**Written problem**
Reproduce the entries below word for word, beginning with the line that contains "Study the photograph above. For every instance of the cargo" and continuing through the last entry.

-- start of Extracted records --

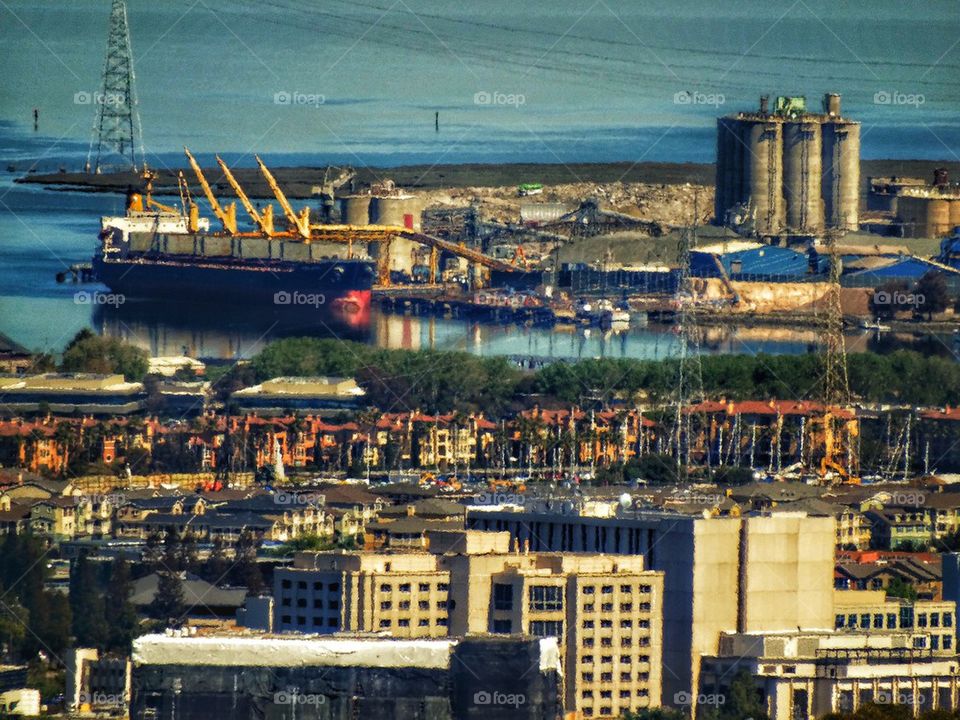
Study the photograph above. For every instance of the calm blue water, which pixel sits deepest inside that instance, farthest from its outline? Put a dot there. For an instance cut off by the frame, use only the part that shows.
(583, 83)
(598, 80)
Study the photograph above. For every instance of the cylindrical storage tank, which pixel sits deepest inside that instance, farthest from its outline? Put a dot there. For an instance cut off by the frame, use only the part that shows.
(398, 211)
(938, 217)
(355, 209)
(763, 142)
(721, 193)
(831, 104)
(841, 174)
(802, 150)
(954, 213)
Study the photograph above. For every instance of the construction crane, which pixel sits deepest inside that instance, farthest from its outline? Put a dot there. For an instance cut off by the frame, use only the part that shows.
(228, 216)
(301, 222)
(263, 219)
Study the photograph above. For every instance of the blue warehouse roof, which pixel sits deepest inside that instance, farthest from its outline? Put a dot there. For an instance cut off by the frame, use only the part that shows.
(742, 260)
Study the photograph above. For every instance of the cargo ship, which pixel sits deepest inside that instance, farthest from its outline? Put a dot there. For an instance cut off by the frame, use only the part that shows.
(164, 252)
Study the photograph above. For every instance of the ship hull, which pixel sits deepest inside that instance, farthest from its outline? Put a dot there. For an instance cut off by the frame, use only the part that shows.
(267, 283)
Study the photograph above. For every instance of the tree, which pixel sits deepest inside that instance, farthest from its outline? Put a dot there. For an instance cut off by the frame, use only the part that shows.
(88, 352)
(742, 699)
(120, 613)
(932, 294)
(653, 714)
(890, 298)
(168, 604)
(87, 606)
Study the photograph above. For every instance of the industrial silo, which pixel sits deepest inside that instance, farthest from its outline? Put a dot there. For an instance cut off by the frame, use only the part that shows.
(954, 213)
(729, 167)
(802, 157)
(355, 209)
(398, 211)
(763, 141)
(841, 172)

-- end of Extracted records --

**Output of the exercise**
Study the photograph above. For every instance of the cargo ship, which pixel sits deepest inside that instance, farthest from its outline? Put a dot there. For an instance cut off by the frame, use only the part that shows.
(164, 252)
Study the photograph above. For every instance of the ship hull, which pixel sits deepest inside that instance, farthest from its outline? Put a dot there. For an instance cut off by the frame, use only the part that shows.
(267, 283)
Study the photograph above. For every instance of the tree, which pixel sits deepest inside that instance, farthest from its outline? Put a dot there. For an instance cut off by the frame, use only the part that shows.
(88, 352)
(742, 699)
(120, 613)
(932, 294)
(653, 714)
(890, 298)
(168, 604)
(87, 606)
Study the photograph above. For every instance of the industrial silo, which pixel sits deepest inside that instance, farthest from its outline? Put a dot there. For an instance cut off by the frame, use only the part that shows.
(954, 213)
(729, 167)
(802, 157)
(355, 209)
(398, 211)
(763, 141)
(841, 172)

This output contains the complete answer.